▶ **Reading text**
────────────────────────────────────────
Candid.  And candidly, I've got nothing new to say.  It's all been said before.  I'm sad and I'm tired - what else is new, right?  I'm living two faces because most people don't want anything to do with my sad face. Both of my faces are genuine, they're just very distinct.  Good thing I have such a good sense of humor (I think, anyhow) because IF has not stolen laughter from me, at least.  But whatever they say, laughter doesn't cure anything.  It does at least take some of the edge off though.  

 Week 8 of Photo 52: Candid
Anyhow, here's my candid photo submission. This is Sor, Ar's daughter. She's lovely!  She treated us to lunch this week - best sushi I ever had!  This photo is her intently sharpening her chopsticks for the battle.  You'll be glad to know that she won.  We all did.

This is a real photo, but I don't feel comfortable putting the actual photo on here. I had her permission to use it on Facebook, but I didn't ask her about using it on the blog - which, she doesn't even know about - so this was converted to a pencil sketch for a small level of anonymity.

I was happy to get this photo early in the week, because I wasn't sure what I was going to do.  I mean, I take many candid shots of Ar, which are wonderful, in my opinion, but I don't want to post Ar all the time.  Well, I honestly wouldn't mind, but I'm sure people would get sick of that pretty quickly.  I also don't feel comfortable posting people's faces without their permission, so I felt a bit limited.  Social media is a whole new animal, ya know, and I just like to be careful.   I really liked this photo I got of Sor though, so that worked out well.  It's very, very her!!

However, since I had really nothing to do today except get a pair of pants mended, buy eggs, and survive, I let myself get a little lost looking for some nice photo opportunities. I did feel content at times, while wandering, but...  Well, to be completely candid, looking for more bonus candid shots of strangers kinda stunk...  I'm sorry that it's true, but it is.

There are an awful lot of adorable shots of parents and kids. Like, you know, everywhere I looked. There was one in particular in the mall that made my heart just melt - a father and son.  So sweet.  Why can't that be Ar?  Why can't I be tailing Ar taking adorable photos of him with our boy, instead of creepily staring after strangers?   Or the mother gently pulling on her baby's hat, while dad held the little one in his arms. Well, soon as my pants were mended, I hightailed it out of the mall.  I drove around a while, winding around the big, beautiful park nearby, where I discovered more father and son action.


After moving on from stalking them, I discovered this tree.  I guess it's a candid. After all, it didn't know I was admiring and photographing it.  Admittedly, it looked way better in person, but at that point I didn't feel like getting out of the car and tromping around to get a better picture.  I love trees.  Trees always lift my spirits, so I sat there admiring it for a while. 


When I left there is when I got lost, but not very.  Happily, I ended up in a wonderful little neighborhood, which I haven't been to in ages. Conveniently, there is a little Finnish bakery and bistro right there on the corner.  Granted, I'm far from being Finnish, but it still would have been wrong to not stop in.  So... after showing off my killer parallel parking skills - it's ridiculous how good this old country girl is at parallel parking - I walked over to the bistro and saw this elderly couple trudging along arm in arm, all bundled up. I very much like to see elderly couples. They were a ways off, so again not a great picture, but I was being aware, at least. The problem with awareness is that it's hard to make it selective.
────────────────────────────────────────
▶ **Information provided**

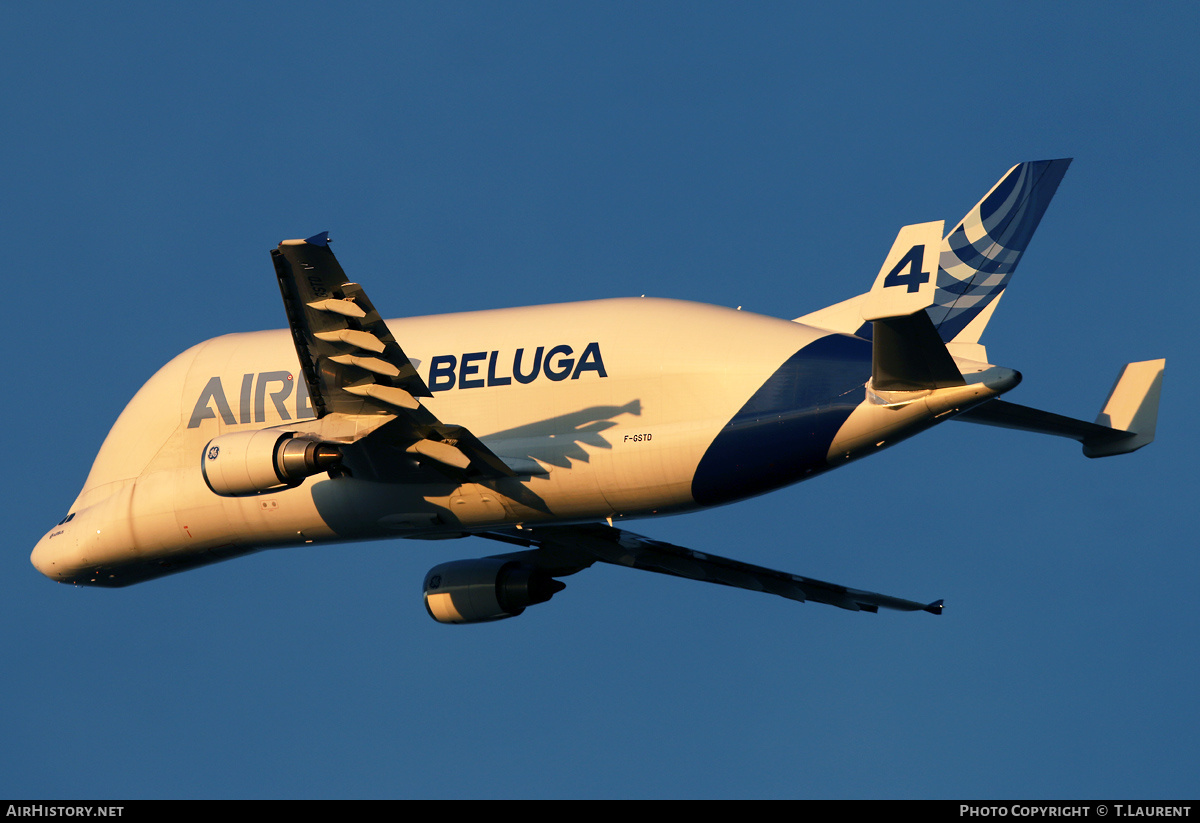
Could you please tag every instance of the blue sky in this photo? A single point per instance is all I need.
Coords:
(471, 156)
────────────────────────────────────────
▶ **Problem set**
1. Rewrite the blog post starting at "Week 8 of Photo" and ending at "level of anonymity.", changing "sushi" to "ramen".
2. Go on with the blog post from where it stops.
The lines above are separate material and are not part of the blog post.

▶ **Responses for each task**
1.
Week 8 of Photo 52: Candid
Anyhow, here's my candid photo submission. This is Sor, Ar's daughter. She's lovely!  She treated us to lunch this week - best ramen I ever had!  This photo is her intently sharpening her chopsticks for the battle.  You'll be glad to know that she won.  We all did.

This is a real photo, but I don't feel comfortable putting the actual photo on here. I had her permission to use it on Facebook, but I didn't ask her about using it on the blog - which, she doesn't even know about - so this was converted to a pencil sketch for a small level of anonymity.

2.
Wouldn't it be nice if I could just focus my awareness on trees, nature, elderly couples, and people whose happiness doesn't hurt my heart so much?

Anyhow, the Finnish bakery was quite charming, and the almond kringlette quite delicious! A nice little treat.  I also stopped into the gift shop next door - just to browse.  I wasn't going to buy anything... famous last words, right. Well, they had this CD playing, which was rather unique and soothing. I decided to buy it for Ar. We don't really buy each other actual gifts very often.  Our rule is to never buy each other a gift just because we're supposed to - so we don't really worry about birthdays, Valentine's, or Christmas gifts for each other.  We only buy each other gifts when we see or think of something the other would likely enjoy.  I think he, and his lumberjack tendencies, will like it.


I also couldn't resist this bottle of locally made spice.  Get this: sea salt, lemon peel, basil leaf, and lavender buds.  Mmm.  Can't wait to try it.

So, those were my adventures today.  Mostly I felt heavy hearted, but there was some niceness to round it out.

Last, but not least, I'm posting this just because I love it. It's one of my favorite candid shots.  It was taken in Utila, two years ago.  This is Ar's ma and his cousin. I think it's so cute!



2 comments:

  1. Sorry the candid challenge was a bust for you! It's hard to do selective people watching. I could have several conversations with you over all of the new stuff here, though. And also over a Finnish kringlette. ;-)

    There really is something about trees, isn't there? Can you imagine a world without them? And it seems so many people have stories attached to trees. I think God has a very special place in his heart for them.

    That CD looks awesome. We are the same way about gifts over here. I have no lumberjack music, but now I think I will put on my acoustic guitar CD.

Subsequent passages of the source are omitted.